__Description of the task__
Here are some records; return them all exactly.

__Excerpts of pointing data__
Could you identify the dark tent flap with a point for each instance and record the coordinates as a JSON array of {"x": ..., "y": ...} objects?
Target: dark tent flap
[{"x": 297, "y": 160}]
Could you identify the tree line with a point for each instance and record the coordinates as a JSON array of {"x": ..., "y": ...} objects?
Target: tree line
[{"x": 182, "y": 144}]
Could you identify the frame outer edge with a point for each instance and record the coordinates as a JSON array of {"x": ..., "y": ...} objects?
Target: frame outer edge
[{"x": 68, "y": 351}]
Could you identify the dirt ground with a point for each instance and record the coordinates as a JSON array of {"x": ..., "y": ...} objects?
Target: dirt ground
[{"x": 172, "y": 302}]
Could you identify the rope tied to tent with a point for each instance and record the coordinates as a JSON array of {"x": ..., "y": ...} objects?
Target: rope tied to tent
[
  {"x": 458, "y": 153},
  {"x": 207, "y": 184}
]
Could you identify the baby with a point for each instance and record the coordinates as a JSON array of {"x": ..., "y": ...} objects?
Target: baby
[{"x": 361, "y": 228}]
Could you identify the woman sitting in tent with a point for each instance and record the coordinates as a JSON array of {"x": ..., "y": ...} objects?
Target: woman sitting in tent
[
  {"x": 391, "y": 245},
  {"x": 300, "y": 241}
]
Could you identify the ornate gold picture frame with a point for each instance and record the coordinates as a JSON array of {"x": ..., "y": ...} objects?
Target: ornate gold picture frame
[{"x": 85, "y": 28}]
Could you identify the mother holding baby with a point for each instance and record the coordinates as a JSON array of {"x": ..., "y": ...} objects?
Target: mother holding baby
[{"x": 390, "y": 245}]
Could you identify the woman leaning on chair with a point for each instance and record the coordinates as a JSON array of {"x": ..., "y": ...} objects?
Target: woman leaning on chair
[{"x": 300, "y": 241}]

__Solved problem__
Could you identify the dark tent flap with a point for each instance and record the coordinates as a JSON array of {"x": ..., "y": ...} objects?
Target: dark tent flap
[{"x": 297, "y": 160}]
Could you identify the tree line with a point for each instance and record the coordinates as a JSON array of {"x": ..., "y": ...} objects?
Target: tree line
[{"x": 182, "y": 144}]
Could you identify the frame outer edge with a point for each instance and record the coordinates as a JSON array of {"x": ..., "y": ...} objects?
Target: frame outer edge
[{"x": 68, "y": 351}]
Could you identify the dirt ground with a point for each instance and record the coordinates as a JSON array of {"x": ..., "y": ...} objects?
Target: dirt ground
[{"x": 172, "y": 302}]
Could you identify the rope tied to tent with a point for each instance and record the coordinates as a JSON array of {"x": ..., "y": ...} objects?
Target: rope tied to tent
[
  {"x": 458, "y": 153},
  {"x": 207, "y": 184}
]
Could you identify the baby with a point for each instance and record the coordinates as a JSON array of {"x": ..., "y": ...} objects?
Target: baby
[{"x": 361, "y": 228}]
Could you identify the woman sitting in tent with a point for each instance and record the coordinates as a JSON array of {"x": ..., "y": ...} objects?
Target: woman sitting in tent
[
  {"x": 391, "y": 245},
  {"x": 300, "y": 241}
]
Could you identify the ornate gold picture frame with a point for each instance and record the coordinates as a JSON array of {"x": ..., "y": ...} objects?
Target: ornate gold picture frame
[{"x": 85, "y": 28}]
Could you identify the mother holding baby with a point for each instance and record the coordinates as a JSON array of {"x": ..., "y": ...} objects?
Target: mother holding baby
[{"x": 390, "y": 245}]
Could you identify the woman leaning on chair with a point for each instance and record the coordinates as a JSON array of {"x": ..., "y": ...} objects?
Target: woman leaning on chair
[{"x": 300, "y": 241}]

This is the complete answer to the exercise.